◆ Your objective ◆
Copy out every line of the data exactly.
[Supplied material]
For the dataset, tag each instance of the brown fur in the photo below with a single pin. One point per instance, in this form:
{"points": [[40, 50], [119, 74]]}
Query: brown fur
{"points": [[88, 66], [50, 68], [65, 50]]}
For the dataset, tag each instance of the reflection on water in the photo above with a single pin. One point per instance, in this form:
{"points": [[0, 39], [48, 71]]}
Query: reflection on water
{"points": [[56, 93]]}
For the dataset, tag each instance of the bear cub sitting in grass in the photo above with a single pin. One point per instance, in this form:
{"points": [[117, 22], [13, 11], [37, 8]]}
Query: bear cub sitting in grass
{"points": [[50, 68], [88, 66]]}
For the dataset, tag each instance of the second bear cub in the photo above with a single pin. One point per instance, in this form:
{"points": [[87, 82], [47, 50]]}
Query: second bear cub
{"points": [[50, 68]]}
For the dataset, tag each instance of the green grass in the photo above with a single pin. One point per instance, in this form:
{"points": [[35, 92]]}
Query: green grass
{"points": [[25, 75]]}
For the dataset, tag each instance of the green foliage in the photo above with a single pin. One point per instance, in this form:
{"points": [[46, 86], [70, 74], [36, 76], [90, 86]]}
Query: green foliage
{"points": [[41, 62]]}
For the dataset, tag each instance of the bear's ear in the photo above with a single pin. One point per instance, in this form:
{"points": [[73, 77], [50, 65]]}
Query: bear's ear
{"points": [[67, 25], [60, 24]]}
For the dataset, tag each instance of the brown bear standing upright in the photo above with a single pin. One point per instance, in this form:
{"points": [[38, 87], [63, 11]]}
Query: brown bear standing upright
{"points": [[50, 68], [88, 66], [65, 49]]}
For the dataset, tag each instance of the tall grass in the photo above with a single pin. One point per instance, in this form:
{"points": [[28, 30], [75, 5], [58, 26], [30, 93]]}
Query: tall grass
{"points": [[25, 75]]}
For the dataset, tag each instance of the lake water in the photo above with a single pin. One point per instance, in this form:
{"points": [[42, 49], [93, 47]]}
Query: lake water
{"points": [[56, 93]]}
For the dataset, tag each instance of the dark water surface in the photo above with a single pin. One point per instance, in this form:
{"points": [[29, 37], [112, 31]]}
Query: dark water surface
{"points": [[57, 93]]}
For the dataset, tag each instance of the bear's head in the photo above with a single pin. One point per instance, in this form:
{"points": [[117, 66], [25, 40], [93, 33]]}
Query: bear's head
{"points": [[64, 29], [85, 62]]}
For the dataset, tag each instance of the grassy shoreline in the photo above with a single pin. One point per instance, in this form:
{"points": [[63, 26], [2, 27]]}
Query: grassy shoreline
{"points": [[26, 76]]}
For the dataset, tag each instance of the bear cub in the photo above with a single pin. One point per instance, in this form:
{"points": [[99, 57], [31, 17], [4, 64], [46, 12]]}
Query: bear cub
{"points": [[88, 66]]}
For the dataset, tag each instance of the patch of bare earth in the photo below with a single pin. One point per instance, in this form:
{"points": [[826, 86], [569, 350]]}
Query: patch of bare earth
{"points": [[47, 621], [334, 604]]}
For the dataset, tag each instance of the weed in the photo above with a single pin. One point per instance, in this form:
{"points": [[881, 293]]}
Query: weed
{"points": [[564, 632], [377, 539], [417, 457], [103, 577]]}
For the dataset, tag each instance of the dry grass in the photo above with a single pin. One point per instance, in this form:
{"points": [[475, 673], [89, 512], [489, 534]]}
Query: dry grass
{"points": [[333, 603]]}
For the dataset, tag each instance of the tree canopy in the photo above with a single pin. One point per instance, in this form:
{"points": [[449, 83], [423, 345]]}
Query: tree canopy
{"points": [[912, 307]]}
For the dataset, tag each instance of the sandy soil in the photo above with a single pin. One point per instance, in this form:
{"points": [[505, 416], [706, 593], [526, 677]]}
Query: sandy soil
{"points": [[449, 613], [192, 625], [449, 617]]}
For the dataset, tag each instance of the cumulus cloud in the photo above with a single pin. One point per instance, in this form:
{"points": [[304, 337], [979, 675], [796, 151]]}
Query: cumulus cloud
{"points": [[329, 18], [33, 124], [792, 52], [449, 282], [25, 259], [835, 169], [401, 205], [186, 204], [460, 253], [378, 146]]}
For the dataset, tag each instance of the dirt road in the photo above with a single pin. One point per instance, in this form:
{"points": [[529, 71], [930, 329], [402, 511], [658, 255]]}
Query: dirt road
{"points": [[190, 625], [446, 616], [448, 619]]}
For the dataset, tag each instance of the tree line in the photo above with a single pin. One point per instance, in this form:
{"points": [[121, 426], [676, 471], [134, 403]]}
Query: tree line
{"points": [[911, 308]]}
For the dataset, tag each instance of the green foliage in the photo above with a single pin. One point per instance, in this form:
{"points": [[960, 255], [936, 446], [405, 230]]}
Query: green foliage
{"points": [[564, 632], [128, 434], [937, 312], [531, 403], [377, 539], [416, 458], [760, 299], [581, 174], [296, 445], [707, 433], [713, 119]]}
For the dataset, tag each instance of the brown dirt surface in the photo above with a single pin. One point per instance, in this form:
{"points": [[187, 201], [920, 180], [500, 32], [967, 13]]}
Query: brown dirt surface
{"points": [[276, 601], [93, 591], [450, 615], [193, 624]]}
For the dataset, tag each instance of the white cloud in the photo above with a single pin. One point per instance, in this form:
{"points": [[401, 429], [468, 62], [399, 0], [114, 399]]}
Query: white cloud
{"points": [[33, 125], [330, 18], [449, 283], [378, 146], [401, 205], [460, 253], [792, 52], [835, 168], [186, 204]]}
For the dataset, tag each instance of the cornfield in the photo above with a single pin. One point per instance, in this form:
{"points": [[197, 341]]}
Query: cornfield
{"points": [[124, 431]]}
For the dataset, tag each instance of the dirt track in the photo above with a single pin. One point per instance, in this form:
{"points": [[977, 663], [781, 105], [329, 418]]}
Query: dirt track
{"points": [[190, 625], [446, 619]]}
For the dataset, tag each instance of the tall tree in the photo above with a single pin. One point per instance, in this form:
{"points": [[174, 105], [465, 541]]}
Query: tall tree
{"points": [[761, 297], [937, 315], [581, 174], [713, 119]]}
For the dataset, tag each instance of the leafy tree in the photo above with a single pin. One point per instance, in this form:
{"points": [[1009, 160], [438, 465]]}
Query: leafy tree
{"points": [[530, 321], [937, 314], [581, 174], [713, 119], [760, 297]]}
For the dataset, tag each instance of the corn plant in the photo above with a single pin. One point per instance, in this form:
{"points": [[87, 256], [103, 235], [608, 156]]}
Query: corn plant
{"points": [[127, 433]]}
[/Supplied material]
◆ Answer to the problem ◆
For the dataset, tag each instance of the brown fur in the photo below with a single pin. One point per instance, in this form:
{"points": [[40, 50], [119, 74]]}
Query: brown fur
{"points": [[88, 66], [50, 68], [65, 50]]}
For the dataset, tag each instance of the reflection on water in the photo above with a single pin. One point per instance, in this form:
{"points": [[0, 39], [48, 71]]}
Query: reflection on water
{"points": [[56, 93]]}
For the dataset, tag each instance of the bear cub sitting in grass in the photo above with a single pin. One point per instance, in this form:
{"points": [[117, 22], [13, 11], [37, 8]]}
Query: bear cub sitting in grass
{"points": [[50, 68], [88, 66]]}
For the dataset, tag each instance of the second bear cub in the photo above with a single pin. One point per instance, in this form:
{"points": [[87, 82], [47, 50]]}
Query: second bear cub
{"points": [[50, 68]]}
For the dataset, tag each instance of the green grass in the photo above with a single pin. One point per instance, in this form:
{"points": [[35, 92]]}
Query: green grass
{"points": [[25, 75]]}
For the dataset, tag each instance of the green foliage in the photo above with a single pin. One point per instance, in this form:
{"points": [[46, 86], [70, 74], [36, 76], [90, 86]]}
Query: green foliage
{"points": [[41, 62]]}
For the dataset, tag each instance of the bear's ear in the photo above with a single pin. One point per instance, in this form:
{"points": [[73, 77], [50, 65]]}
Query: bear's ear
{"points": [[67, 25], [60, 24]]}
For the dataset, tag each instance of the brown bear standing upright in the photo above with a single pin. One point per instance, in this form:
{"points": [[38, 87], [63, 11]]}
Query: brown bear standing upright
{"points": [[50, 68], [88, 66], [65, 49]]}
For the dataset, tag each instance of the tall grass in the photo above with a single pin. One point per instance, in this form:
{"points": [[28, 30], [75, 5], [58, 26], [30, 93]]}
Query: tall grass
{"points": [[25, 75]]}
For the dataset, tag each instance of the lake water in the photo above with a single pin. One point per instance, in this form:
{"points": [[42, 49], [93, 47]]}
Query: lake water
{"points": [[56, 93]]}
For the dataset, tag each instance of the dark water surface in the photo above with a single pin. One point per instance, in this form:
{"points": [[29, 37], [112, 31]]}
Query: dark water surface
{"points": [[57, 93]]}
For the dataset, tag each instance of the bear's head in the photo above with a single pin. One point per instance, in this form:
{"points": [[117, 66], [25, 40], [93, 33]]}
Query: bear's head
{"points": [[64, 29], [85, 62]]}
For the dataset, tag each instance of the grassy shoreline in the photo above with a single pin. One point per instance, in this form:
{"points": [[63, 26], [2, 27]]}
Query: grassy shoreline
{"points": [[26, 76]]}
For the dataset, tag each instance of the bear cub in the photo above with a single pin. One point per instance, in this form:
{"points": [[99, 57], [31, 17], [4, 64], [46, 12]]}
Query: bear cub
{"points": [[88, 66]]}
For the dataset, tag each instance of the patch of bare earth in the photo below with a single pin. One point per instance, in this form:
{"points": [[826, 86], [569, 350]]}
Query: patch of bare earth
{"points": [[47, 621], [334, 604]]}
For the dataset, tag each instance of the weed in the photo above with a single pin. One point per instance, in this form:
{"points": [[881, 293]]}
Query: weed
{"points": [[564, 632], [377, 539], [417, 457], [103, 577]]}
For the dataset, tag each instance of the dry grass in the photo above with a single pin. One point per instance, in this form:
{"points": [[475, 673], [89, 512], [489, 534]]}
Query: dry grass
{"points": [[333, 603]]}
For the dataset, tag each instance of the tree canopy in the photo above with a single pin. One point per instance, in this form:
{"points": [[449, 83], [423, 345]]}
Query: tree canopy
{"points": [[912, 307]]}
For the dataset, tag each instance of the sandy soil in the photo above with a single pin. One point per instance, in this form:
{"points": [[505, 416], [706, 593], [526, 677]]}
Query: sandy soil
{"points": [[449, 613], [192, 625], [449, 617]]}
For the dataset, tag each instance of the cumulus cloud in the photo above with a single pin. One point per instance, in this form:
{"points": [[304, 337], [979, 675], [796, 151]]}
Query: cumulus cloud
{"points": [[329, 18], [33, 124], [792, 52], [449, 282], [25, 259], [835, 169], [401, 205], [186, 204], [460, 253], [378, 146]]}
For the dataset, tag each instance of the dirt road in the photo above with a single pin. One point per instance, in this form:
{"points": [[529, 71], [930, 329], [402, 511], [658, 255]]}
Query: dirt road
{"points": [[190, 625], [446, 616], [448, 619]]}
For the dataset, tag each instance of the tree line in the photo above with a single pin. One point per instance, in this form:
{"points": [[121, 426], [676, 471], [134, 403]]}
Query: tree line
{"points": [[911, 308]]}
For the dataset, tag each instance of the green foliage in the photo above with a single pin. One point per instance, in this form:
{"points": [[960, 255], [936, 446], [405, 230]]}
Query: green foliage
{"points": [[564, 632], [128, 434], [937, 312], [531, 403], [377, 539], [416, 458], [760, 299], [581, 174], [296, 445], [707, 433], [713, 119]]}
For the dataset, tag each instance of the brown dirt surface in the photo above with a single pin. One point per instance, in this form:
{"points": [[187, 201], [920, 180], [500, 32], [967, 13]]}
Query: brown dirt surface
{"points": [[276, 601], [93, 591], [450, 615], [193, 624]]}
For the dataset, tag each instance of the white cloud in the photo above with a single pin. One point per instance, in this form:
{"points": [[401, 429], [468, 62], [399, 0], [114, 399]]}
Query: white cloud
{"points": [[33, 125], [330, 18], [449, 283], [378, 146], [401, 205], [460, 253], [792, 52], [835, 168], [186, 204]]}
For the dataset, tag each instance of the cornfield in the photo above with a single pin. One point per instance, in this form:
{"points": [[197, 341]]}
Query: cornfield
{"points": [[124, 431]]}
For the dataset, tag each instance of the dirt track in the photo above with a single pin. One point per instance, in this form:
{"points": [[977, 663], [781, 105], [329, 418]]}
Query: dirt track
{"points": [[190, 625], [446, 619]]}
For the dataset, tag each instance of the tall tree in the photo above with a single pin. One point per instance, in this form:
{"points": [[174, 105], [465, 541]]}
Query: tall tree
{"points": [[761, 297], [937, 315], [581, 174], [713, 119]]}
For the dataset, tag each instance of the leafy tree in the photo above with a single pin. One point per instance, in this form:
{"points": [[1009, 160], [438, 465]]}
Query: leafy tree
{"points": [[530, 321], [937, 314], [581, 174], [713, 119], [760, 297]]}
For the dataset, tag each instance of the corn plant in the photo above with a single pin. One point per instance, in this form:
{"points": [[87, 256], [103, 235], [608, 156]]}
Query: corn plant
{"points": [[127, 433]]}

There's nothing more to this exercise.